Task directions
Copy each line of the data exactly. Leave nothing out.
--------
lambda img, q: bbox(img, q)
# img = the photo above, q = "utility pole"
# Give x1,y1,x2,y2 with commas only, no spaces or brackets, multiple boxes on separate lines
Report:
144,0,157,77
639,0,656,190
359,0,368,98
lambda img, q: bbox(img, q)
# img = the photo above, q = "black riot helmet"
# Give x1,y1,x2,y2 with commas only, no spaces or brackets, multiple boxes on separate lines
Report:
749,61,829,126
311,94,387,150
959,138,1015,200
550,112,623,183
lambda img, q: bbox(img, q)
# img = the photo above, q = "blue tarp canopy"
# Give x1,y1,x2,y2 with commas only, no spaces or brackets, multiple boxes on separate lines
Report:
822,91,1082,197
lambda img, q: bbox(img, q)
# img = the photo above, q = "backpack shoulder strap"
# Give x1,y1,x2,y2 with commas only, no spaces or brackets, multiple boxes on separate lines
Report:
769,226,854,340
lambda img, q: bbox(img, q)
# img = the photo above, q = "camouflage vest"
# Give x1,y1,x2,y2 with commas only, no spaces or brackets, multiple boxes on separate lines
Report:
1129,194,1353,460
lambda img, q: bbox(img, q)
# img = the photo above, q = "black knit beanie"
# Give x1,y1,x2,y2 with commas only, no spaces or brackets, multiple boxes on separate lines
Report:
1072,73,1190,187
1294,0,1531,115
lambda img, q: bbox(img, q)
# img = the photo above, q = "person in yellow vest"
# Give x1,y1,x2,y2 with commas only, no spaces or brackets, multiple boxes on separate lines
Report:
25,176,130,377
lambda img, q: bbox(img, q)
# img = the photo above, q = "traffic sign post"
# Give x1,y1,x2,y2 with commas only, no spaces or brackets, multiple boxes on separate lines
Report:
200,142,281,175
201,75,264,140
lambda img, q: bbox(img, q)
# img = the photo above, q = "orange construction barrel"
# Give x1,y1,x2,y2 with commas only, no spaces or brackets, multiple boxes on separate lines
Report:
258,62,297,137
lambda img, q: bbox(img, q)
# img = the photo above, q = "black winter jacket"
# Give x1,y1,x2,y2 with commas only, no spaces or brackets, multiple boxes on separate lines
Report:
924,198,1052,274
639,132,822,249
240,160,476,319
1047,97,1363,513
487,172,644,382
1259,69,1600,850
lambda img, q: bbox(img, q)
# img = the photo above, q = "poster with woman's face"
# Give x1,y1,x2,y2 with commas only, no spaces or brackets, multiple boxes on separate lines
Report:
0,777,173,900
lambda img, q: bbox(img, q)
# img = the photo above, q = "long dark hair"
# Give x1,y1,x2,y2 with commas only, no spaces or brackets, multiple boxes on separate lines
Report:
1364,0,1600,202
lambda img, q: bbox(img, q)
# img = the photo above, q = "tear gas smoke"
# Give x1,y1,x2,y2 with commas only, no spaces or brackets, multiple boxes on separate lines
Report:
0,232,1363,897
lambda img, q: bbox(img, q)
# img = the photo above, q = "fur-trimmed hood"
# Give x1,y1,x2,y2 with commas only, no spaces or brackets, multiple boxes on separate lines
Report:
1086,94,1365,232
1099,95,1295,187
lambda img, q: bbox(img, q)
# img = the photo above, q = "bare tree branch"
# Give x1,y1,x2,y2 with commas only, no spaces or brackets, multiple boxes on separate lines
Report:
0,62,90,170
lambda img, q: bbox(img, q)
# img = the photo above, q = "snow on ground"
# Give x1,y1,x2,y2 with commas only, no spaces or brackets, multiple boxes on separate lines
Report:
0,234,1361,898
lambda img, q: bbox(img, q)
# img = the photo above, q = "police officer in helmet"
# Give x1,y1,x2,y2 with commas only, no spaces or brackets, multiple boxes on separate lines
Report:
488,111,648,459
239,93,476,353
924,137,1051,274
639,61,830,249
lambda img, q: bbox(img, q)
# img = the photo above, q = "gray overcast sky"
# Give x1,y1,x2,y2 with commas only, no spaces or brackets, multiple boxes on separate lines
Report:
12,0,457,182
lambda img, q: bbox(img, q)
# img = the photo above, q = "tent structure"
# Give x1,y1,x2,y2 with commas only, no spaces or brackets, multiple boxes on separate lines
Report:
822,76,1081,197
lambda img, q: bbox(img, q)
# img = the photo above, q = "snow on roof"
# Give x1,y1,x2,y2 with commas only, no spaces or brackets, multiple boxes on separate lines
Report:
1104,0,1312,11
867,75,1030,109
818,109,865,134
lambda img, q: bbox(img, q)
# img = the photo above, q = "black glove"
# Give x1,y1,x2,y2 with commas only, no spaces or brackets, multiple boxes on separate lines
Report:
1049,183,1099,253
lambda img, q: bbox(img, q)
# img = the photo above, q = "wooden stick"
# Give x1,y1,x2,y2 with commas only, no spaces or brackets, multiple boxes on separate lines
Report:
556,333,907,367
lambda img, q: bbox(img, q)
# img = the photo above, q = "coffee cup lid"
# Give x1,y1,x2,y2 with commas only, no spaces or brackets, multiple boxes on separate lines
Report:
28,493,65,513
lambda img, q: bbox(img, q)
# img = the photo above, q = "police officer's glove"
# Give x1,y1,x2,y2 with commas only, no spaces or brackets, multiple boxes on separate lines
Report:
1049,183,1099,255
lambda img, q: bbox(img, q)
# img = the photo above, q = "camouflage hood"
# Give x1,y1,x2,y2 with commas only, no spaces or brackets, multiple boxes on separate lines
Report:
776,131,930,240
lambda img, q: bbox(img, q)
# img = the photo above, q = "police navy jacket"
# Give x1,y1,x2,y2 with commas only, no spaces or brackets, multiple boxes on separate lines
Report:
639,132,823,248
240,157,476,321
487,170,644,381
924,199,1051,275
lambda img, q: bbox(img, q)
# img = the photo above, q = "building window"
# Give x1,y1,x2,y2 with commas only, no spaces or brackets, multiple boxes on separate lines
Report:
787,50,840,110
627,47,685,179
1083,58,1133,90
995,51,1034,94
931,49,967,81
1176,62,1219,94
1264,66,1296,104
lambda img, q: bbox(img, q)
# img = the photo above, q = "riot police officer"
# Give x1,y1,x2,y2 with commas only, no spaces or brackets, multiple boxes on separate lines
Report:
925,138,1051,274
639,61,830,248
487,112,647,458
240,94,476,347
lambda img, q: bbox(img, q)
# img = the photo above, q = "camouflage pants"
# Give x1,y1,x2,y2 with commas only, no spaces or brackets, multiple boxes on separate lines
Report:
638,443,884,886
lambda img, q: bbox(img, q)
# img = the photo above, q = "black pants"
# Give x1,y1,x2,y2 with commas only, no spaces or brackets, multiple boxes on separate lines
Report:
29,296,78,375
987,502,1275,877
--------
Answer to this exercise
lambda img, q: bbox(img, q)
# img = the photo above, q = "utility pole"
# Give x1,y1,x2,y2 with commas only, no spaces or brackets, multiple boxes on separate lines
Report:
144,0,157,77
639,0,656,190
359,0,368,98
lambda img, q: bbox(img, q)
# img = the photo above, q = "black riot helmet"
# Give x1,y1,x2,y2 with commas only, no spaces or brackets, multiple boxes on separate lines
Report:
749,61,829,126
311,94,387,150
959,138,1015,200
550,112,623,183
lambda img, q: bbox(img, q)
# img = the photo above, q = "blue tarp canopy"
# Give x1,y1,x2,y2 with commas only, no spaces or brackets, multiple boxes on separate lines
Report:
822,91,1082,197
lambda img, q: bbox(img, q)
# img = the photo above, q = "backpack shoulder strap"
# Give x1,y1,x2,y2 with commas only, no spaces or brackets, multiple boxes on separate lines
Report:
769,226,854,340
lambda img, q: bbox(img, q)
# img = the photo above, q = "camouflage vest"
# Give x1,y1,x2,y2 with commas only, no spaces or brackets, multiple boxes on separate lines
Report:
1129,194,1353,460
lambda img, q: bbox(img, q)
# img = the photo above, q = "black knit beanie"
# Give x1,y1,x2,y2 with commas only, no spaces or brackets, multiple boxes on separate lines
Report:
1072,73,1190,187
1294,0,1531,115
lambda img, q: bbox(img, q)
# img = the photo above, q = "person in yellow vest"
# Give x1,y1,x2,y2 with commas only, no spaces or brackets, multiple boxes on separate lines
Report:
25,176,130,377
lambda img, q: bbox(img, q)
# img = the photo above, q = "traffic sign post"
# Give x1,y1,x2,y2 with commas only, no spaces or brackets, multiple boxes on separate lines
Report:
200,142,281,175
201,75,264,140
lambda img, q: bbox(img, q)
# img = the photo above, q = "orange construction barrel"
# Give x1,y1,x2,y2 with commas only, no spaces or brackets, multiple boxes on separate lines
Report:
258,62,297,137
lambda img, q: bbox(img, q)
# img = the photo above, q = "black winter jacket"
# Give x1,y1,x2,y2 with commas only, no spaces or brackets, multiple boxes on separate lines
Report:
924,198,1052,274
639,132,822,249
240,160,476,319
1047,97,1363,513
487,172,644,382
1259,69,1600,850
lambda img, q: bbox(img, q)
# img = the photo above, q = "poster with woman's face"
# Give x1,y1,x2,y2 with commas only, no spaces or brackets, multiple boxes on separate lines
Report:
0,777,173,900
lambda img, q: bbox(img, q)
# img = the photo above, q = "long dark hair"
# Give x1,y1,x2,y2 with commas only, no spaces or brackets, multiple boxes on separate lines
Report:
1364,0,1600,202
lambda img, q: bbox(img, q)
# img = the photo above, q = "tear gas smoke"
# Give x1,y1,x2,y2 with commas only, no spaces or brackets, multiple boxes on separate lines
Report:
0,232,1363,897
lambda img, q: bbox(img, q)
# img = the photo above, q = "fur-trimmed hood"
# Give x1,y1,x2,y2 with commas only, no spaces or brackets, multiple boxes on separate lines
Report:
1086,94,1365,232
1099,95,1295,187
lambda img, q: bbox(img, q)
# img = the photo above, q = "bare tree branch"
# Give x1,y1,x2,y2 with commas only, no spaces or brackets, multiple boxes on separate lines
Report:
0,62,90,170
lambda img, q: bbox(img, q)
# img = the photo above, q = "snow on ground"
# Give x1,y1,x2,y2 with commas only, no spaces or brackets, multiple boxes on separate lines
Report:
0,234,1361,898
lambda img, q: bbox(img, q)
# img = the photo above, q = "police officer in helmet"
# Give x1,y1,x2,y2 with commas only, no spaces or brackets, multiple boxes on separate lines
Report:
488,111,648,459
239,93,476,353
924,137,1051,274
639,61,830,249
lambda img, q: bbox(img, q)
# img = the photo above, q = "gray overcast sky"
# Give x1,y1,x2,y2 with commas only, no spaces or brackets, multiple boxes on separate lines
Report:
12,0,457,182
lambda img, q: bbox(img, q)
# img = the photo above, q = "tent structure"
# Give x1,y1,x2,y2 with commas only, no spaces or brackets, multiple boxes on separate lines
Report:
822,76,1081,197
lambda img, q: bbox(img, q)
# img = the photo above, q = "snow on roof"
# Give x1,y1,x2,y2 with commas only, no spaces or brackets, multiple boxes on separate lines
Report:
1104,0,1312,11
867,75,1030,109
818,109,865,134
lambda img, q: bbox(img, q)
# img = the photo above, q = "black glove"
# Give x1,y1,x2,y2 with commas only, no spaces or brackets, multiple boxes on separate lines
Report:
1049,183,1099,253
lambda img, q: bbox(img, q)
# img = the photo above, q = "wooden stick"
# Give x1,y1,x2,y2 with commas only, no spaces or brackets, multiple boxes on separate lines
Report:
556,333,907,367
lambda img, q: bbox(img, q)
# img = the photo above, q = "coffee cup lid"
# Give x1,y1,x2,y2 with commas only, no spaces or brackets, multiple boxes on separate lines
Report:
28,493,65,513
lambda img, q: bbox(img, q)
# img = the photo above, q = "police officer's glove"
# Give x1,y1,x2,y2 with commas only, no spaces or brackets, multiple boxes on separate lines
Report:
1049,183,1099,255
lambda img, q: bbox(img, q)
# img = the photo above, q = "camouflage hood"
# Give x1,y1,x2,y2 with commas only, no spaces or brackets, multiple boxes on separate lines
Report:
776,131,930,240
lambda img, q: bbox(img, q)
# img = the photo above, q = "police navy jacket"
# Give x1,y1,x2,y2 with commas only, no spaces or brackets, multiple boxes on separate lines
Report:
639,132,823,248
240,157,476,321
487,170,644,381
924,199,1051,275
lambda img, q: bbox(img, q)
# img = the photo above, q = "building window"
# Give x1,y1,x2,y2 with commas only, no spaces or brackets, multiple boxes on separate lines
Report:
787,50,840,110
627,47,685,179
1083,58,1133,90
995,51,1034,94
931,49,967,81
1176,62,1219,94
1264,66,1296,104
lambda img, q: bbox(img, q)
# img = the photo above, q = "riot police officer"
# Give x1,y1,x2,y2 with commas only, no spaces or brackets, multiple boxes on separate lines
Report:
925,138,1051,274
639,61,830,248
487,112,647,458
240,94,476,347
lambda img, q: bbox(img, q)
# img = the photo above, q = "camouflage pants"
# Give x1,y1,x2,y2 with commas only, no spaces or brackets, multiple boxes on separate lines
Report:
638,443,884,886
lambda img, q: bbox(img, q)
# img = the photo above, q = "black pants"
# Give x1,y1,x2,y2 with commas only, no spaces or brackets, multiple boxes on separate lines
Report:
29,296,78,375
987,502,1275,877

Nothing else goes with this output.